• The problem
Render the records below as a two-column CSV with the headers input and output. Give one row per record, with the record's text and its answer each in a single quoted field and line breaks replaced by spaces.

---+---

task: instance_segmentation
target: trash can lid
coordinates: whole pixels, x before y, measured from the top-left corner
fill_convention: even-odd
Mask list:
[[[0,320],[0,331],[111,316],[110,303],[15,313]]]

---+---

• Result for this exercise
input,output
"task: instance_segmentation target: trash can lid coordinates: whole pixels, x before y, measured from the top-left corner fill_convention: even-odd Mask list:","[[[0,320],[0,331],[111,316],[110,303],[15,313]]]"